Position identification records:
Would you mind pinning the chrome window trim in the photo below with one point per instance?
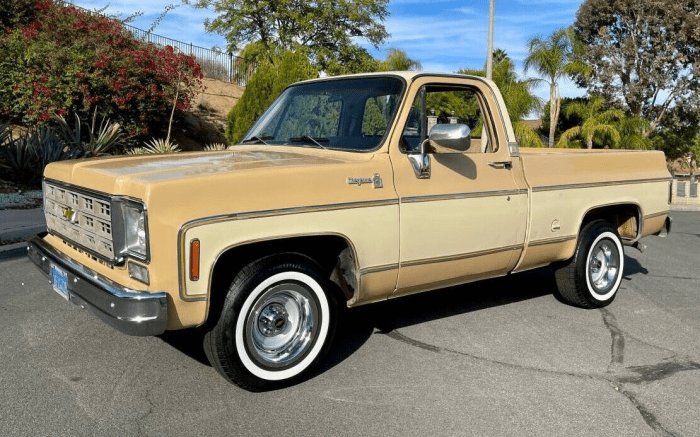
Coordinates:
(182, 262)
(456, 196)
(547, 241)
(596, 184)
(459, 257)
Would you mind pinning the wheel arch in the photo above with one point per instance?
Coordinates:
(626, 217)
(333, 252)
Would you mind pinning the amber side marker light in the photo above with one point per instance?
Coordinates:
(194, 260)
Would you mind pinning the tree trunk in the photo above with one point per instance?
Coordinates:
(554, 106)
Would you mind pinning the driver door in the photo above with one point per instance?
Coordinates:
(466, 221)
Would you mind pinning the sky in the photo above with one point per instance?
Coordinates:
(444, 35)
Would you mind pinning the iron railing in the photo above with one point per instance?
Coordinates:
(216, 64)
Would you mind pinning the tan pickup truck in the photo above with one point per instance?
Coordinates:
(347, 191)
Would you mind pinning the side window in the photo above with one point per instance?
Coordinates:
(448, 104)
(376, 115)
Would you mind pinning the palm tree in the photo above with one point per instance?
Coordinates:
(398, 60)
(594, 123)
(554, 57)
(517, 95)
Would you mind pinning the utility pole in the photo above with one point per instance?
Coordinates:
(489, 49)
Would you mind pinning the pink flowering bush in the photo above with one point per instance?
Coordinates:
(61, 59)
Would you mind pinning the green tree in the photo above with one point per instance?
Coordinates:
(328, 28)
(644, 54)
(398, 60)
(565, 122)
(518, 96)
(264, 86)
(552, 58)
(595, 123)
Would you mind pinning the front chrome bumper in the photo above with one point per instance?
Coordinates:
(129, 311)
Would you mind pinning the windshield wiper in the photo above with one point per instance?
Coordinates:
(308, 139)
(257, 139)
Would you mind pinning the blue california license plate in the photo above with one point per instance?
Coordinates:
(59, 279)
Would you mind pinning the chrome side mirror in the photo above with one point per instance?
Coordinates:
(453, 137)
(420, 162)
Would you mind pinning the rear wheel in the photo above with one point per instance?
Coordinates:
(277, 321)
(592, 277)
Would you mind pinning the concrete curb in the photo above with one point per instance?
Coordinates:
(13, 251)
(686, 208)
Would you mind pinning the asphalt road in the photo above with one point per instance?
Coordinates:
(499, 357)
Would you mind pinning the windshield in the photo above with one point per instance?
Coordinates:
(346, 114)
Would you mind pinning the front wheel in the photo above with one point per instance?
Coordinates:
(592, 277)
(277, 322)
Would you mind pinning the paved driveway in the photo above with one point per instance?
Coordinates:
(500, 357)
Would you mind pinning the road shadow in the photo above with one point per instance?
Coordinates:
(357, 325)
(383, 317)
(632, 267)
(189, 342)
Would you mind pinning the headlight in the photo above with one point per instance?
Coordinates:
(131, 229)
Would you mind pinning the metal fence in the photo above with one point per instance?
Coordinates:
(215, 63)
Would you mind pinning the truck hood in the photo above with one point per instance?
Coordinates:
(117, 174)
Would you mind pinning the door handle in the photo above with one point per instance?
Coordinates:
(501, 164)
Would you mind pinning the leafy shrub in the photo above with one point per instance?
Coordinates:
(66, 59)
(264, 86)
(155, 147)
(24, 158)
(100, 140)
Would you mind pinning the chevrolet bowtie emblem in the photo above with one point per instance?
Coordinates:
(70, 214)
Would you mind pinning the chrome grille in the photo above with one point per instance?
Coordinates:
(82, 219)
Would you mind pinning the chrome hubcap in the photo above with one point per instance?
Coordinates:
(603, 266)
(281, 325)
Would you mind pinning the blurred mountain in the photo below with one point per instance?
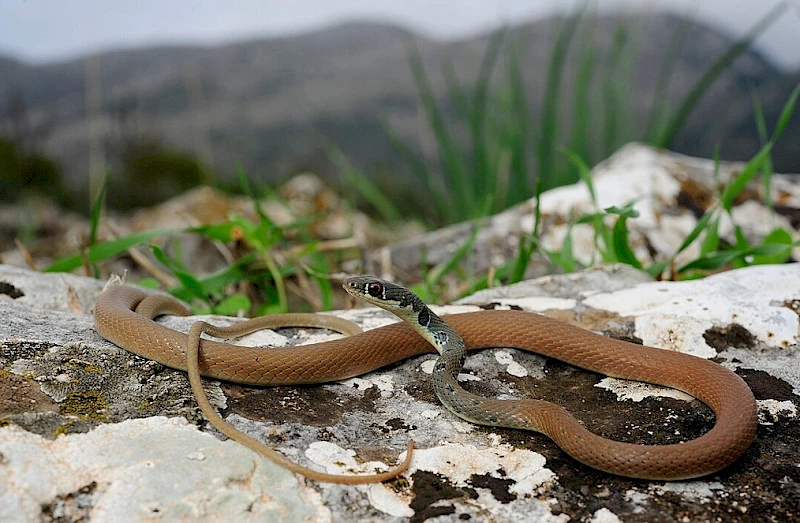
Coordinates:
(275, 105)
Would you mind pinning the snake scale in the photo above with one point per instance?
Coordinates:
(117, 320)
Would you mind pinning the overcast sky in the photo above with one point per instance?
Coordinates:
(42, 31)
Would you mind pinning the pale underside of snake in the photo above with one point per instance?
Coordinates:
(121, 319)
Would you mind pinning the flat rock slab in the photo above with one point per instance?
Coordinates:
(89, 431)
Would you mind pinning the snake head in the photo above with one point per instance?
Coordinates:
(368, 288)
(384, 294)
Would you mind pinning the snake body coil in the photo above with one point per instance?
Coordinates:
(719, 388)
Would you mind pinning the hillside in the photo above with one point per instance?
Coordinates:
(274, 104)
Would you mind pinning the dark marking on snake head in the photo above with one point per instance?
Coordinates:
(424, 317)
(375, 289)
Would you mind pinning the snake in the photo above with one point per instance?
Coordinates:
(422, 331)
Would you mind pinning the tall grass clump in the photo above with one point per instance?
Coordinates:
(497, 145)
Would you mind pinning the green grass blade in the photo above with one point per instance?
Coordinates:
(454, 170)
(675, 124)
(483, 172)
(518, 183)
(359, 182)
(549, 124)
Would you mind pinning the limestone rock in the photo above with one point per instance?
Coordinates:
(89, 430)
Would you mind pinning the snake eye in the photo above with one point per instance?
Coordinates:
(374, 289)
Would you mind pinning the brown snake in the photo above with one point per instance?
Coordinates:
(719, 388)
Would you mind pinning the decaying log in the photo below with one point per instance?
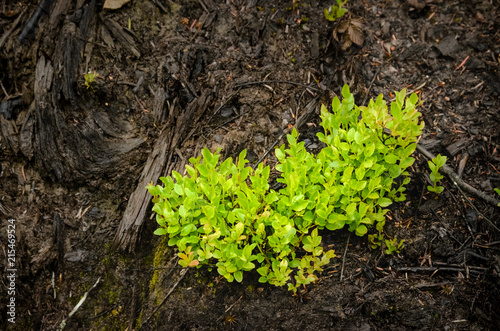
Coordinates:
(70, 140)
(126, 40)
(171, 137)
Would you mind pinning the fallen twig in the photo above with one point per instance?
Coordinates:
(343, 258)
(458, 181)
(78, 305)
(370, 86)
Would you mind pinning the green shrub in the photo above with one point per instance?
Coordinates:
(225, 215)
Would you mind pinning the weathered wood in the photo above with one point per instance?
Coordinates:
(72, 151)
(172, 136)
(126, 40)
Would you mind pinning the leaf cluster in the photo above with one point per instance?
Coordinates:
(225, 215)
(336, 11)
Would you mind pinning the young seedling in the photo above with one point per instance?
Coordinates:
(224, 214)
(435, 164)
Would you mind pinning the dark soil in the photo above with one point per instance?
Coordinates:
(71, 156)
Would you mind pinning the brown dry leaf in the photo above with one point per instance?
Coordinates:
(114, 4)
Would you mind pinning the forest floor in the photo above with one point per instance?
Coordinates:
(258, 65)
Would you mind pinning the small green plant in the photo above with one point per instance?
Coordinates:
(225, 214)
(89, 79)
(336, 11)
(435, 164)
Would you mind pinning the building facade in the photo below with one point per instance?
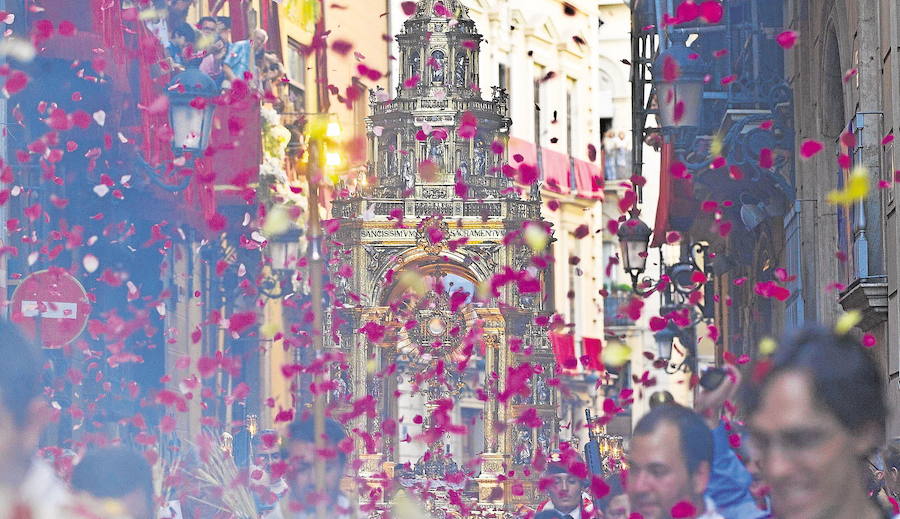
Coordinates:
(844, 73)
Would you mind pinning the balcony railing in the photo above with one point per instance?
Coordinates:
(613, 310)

--

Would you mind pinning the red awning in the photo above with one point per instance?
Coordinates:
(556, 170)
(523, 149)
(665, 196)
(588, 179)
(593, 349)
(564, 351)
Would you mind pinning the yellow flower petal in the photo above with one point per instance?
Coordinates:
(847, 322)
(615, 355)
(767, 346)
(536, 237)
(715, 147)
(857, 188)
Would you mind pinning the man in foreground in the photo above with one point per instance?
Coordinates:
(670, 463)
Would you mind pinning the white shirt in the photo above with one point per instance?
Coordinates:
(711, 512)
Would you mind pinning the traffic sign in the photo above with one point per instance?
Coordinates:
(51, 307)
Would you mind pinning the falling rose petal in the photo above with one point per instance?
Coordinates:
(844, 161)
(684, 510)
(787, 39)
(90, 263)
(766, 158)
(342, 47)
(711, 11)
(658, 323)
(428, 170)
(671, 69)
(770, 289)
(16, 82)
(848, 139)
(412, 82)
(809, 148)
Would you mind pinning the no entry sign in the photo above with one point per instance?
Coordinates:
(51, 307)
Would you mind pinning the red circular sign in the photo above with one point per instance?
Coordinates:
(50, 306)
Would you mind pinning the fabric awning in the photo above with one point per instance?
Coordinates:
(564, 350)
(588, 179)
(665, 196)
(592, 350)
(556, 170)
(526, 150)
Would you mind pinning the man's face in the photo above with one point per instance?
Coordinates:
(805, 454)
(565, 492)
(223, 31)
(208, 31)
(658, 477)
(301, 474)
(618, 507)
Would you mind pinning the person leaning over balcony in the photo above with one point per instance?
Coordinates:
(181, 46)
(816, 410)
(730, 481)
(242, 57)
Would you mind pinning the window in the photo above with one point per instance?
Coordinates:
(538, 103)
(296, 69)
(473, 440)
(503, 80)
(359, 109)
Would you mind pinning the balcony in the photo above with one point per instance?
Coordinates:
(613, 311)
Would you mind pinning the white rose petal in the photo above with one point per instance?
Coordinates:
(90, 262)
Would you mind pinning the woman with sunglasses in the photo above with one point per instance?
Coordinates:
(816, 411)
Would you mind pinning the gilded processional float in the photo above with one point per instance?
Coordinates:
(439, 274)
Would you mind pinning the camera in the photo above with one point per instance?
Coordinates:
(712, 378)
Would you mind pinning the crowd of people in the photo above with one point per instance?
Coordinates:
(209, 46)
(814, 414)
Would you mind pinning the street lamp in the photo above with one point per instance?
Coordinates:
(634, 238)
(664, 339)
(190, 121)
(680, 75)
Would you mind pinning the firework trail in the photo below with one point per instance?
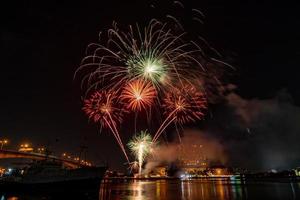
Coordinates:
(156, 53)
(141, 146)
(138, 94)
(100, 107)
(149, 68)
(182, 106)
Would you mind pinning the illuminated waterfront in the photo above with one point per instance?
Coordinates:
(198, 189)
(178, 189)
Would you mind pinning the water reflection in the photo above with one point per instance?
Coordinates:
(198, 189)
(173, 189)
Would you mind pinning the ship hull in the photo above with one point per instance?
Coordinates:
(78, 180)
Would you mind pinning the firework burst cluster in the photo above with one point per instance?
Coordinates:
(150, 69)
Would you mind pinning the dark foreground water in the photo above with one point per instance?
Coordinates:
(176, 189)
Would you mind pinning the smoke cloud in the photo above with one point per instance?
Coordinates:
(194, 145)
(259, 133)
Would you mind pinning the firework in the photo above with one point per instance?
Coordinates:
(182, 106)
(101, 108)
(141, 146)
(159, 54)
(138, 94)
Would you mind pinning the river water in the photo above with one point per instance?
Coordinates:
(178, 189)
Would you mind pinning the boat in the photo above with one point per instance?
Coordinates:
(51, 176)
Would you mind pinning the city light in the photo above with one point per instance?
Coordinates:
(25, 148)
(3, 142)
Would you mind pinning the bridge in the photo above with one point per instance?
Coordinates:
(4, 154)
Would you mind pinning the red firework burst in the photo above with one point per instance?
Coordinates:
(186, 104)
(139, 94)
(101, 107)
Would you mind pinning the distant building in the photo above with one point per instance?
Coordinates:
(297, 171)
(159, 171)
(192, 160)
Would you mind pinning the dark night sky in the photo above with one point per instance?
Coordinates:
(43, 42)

...

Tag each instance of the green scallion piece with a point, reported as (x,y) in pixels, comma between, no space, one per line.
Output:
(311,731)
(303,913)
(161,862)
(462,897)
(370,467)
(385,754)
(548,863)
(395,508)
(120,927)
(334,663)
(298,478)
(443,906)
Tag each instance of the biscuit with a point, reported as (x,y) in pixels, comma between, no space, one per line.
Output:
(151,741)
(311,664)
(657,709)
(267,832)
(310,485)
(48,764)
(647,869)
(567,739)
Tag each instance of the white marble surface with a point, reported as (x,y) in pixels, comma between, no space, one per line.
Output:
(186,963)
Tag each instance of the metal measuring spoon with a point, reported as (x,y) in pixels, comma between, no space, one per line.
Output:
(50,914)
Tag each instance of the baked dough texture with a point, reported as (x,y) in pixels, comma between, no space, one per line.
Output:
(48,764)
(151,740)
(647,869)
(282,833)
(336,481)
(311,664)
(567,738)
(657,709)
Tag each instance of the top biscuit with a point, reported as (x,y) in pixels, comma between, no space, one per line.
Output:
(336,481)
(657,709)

Short task:
Show, in full, every line of the items above that contains the word "road". The match is case-sensitive.

The completed task:
Would you mind pinning the asphalt road in the photo above with one point per instance?
Would you mind pinning the road shadow in the photo above with one point per instance?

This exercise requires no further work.